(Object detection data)
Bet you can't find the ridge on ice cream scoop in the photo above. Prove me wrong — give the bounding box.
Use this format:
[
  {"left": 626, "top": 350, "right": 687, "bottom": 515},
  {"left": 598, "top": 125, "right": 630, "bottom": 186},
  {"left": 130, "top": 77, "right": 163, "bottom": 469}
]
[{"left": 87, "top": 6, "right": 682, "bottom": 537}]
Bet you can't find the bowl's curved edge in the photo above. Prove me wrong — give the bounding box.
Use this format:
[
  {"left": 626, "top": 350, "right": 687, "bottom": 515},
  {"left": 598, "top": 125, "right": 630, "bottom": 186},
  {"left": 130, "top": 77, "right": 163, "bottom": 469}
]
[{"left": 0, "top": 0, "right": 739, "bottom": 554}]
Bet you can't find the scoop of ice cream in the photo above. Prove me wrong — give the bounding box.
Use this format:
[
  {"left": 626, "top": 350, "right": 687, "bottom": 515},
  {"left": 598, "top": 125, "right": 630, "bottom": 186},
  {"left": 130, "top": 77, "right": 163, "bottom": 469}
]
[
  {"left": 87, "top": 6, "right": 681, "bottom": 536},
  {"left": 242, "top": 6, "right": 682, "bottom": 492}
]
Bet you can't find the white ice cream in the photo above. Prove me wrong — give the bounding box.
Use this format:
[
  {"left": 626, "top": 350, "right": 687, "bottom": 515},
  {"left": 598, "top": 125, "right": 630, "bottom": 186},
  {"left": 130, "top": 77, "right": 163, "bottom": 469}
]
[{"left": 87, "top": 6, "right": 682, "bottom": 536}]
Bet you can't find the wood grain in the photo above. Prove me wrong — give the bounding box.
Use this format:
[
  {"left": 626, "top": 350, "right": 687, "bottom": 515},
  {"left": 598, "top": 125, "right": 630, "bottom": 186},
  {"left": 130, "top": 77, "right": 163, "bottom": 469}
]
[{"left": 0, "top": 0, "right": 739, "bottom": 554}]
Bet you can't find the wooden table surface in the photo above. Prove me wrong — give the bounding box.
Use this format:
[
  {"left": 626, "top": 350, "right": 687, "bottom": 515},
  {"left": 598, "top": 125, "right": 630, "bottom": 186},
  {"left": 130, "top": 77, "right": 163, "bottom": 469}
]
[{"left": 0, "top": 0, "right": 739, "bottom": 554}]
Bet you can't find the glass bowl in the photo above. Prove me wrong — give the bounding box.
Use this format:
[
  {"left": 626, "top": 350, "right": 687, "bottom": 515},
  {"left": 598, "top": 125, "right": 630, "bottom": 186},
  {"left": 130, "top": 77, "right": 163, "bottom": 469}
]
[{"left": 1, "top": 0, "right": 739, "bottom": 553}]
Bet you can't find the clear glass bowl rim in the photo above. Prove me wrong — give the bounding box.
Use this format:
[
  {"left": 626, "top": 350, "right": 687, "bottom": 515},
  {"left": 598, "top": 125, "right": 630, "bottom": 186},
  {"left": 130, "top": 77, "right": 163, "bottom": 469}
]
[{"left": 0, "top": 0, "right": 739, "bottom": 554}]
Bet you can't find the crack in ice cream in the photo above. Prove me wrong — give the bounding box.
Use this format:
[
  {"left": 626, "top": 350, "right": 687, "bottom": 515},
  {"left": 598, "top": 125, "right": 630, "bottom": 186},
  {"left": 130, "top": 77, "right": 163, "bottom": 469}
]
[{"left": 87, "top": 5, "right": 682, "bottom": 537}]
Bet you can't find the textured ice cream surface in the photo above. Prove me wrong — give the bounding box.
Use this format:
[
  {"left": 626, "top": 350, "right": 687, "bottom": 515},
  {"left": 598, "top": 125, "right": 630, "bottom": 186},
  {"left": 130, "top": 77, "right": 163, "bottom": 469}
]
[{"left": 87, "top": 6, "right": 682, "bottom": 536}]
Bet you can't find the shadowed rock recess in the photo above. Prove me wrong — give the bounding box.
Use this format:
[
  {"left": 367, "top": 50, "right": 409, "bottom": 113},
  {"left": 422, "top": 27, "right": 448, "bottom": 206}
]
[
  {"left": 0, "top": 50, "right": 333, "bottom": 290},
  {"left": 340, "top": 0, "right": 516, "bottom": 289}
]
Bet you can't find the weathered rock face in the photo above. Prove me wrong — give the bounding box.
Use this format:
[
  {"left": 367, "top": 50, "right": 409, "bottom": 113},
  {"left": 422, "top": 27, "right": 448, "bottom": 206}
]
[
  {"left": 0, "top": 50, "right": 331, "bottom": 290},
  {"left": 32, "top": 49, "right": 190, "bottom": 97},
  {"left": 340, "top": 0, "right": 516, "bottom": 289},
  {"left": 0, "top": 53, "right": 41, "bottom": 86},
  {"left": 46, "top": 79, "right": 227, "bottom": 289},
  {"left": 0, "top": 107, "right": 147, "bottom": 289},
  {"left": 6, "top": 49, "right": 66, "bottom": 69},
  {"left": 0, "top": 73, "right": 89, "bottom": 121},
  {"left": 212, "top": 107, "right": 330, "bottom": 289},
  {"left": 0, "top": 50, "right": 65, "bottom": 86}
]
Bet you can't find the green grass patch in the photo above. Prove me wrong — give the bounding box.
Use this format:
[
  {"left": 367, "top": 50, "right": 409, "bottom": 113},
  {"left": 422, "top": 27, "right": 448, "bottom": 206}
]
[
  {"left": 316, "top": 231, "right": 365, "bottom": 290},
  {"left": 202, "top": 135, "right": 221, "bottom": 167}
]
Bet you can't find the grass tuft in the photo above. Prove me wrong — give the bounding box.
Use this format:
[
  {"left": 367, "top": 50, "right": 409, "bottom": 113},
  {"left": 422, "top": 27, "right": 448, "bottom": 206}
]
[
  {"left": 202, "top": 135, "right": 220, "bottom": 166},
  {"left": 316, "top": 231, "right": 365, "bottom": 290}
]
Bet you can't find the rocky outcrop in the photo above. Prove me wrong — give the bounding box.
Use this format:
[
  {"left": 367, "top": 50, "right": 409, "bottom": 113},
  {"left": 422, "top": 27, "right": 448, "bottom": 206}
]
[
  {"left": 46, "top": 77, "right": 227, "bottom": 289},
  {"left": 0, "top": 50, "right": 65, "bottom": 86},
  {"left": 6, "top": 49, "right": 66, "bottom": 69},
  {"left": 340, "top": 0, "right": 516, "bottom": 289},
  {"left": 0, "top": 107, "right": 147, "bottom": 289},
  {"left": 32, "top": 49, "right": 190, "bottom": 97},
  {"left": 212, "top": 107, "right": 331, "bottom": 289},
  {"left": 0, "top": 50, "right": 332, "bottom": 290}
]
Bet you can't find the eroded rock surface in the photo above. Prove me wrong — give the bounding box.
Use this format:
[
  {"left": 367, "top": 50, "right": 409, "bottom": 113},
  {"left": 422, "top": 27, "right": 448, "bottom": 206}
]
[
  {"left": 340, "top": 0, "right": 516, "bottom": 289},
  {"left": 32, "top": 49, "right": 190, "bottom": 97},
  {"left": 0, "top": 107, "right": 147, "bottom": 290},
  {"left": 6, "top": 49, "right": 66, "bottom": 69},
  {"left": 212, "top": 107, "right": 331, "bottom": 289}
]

▶ EXERCISE OBJECTIVE
List every line of the listing above that contains the word "glass", treating uppercase and lowercase as different.

▶ FINAL RESULT
Bet you can't find the glass bowl in the photo above. Prove me wrong — give the bounding box.
Bet you can't find the clear glass bowl rim in the photo above. Prove me wrong — give the bounding box.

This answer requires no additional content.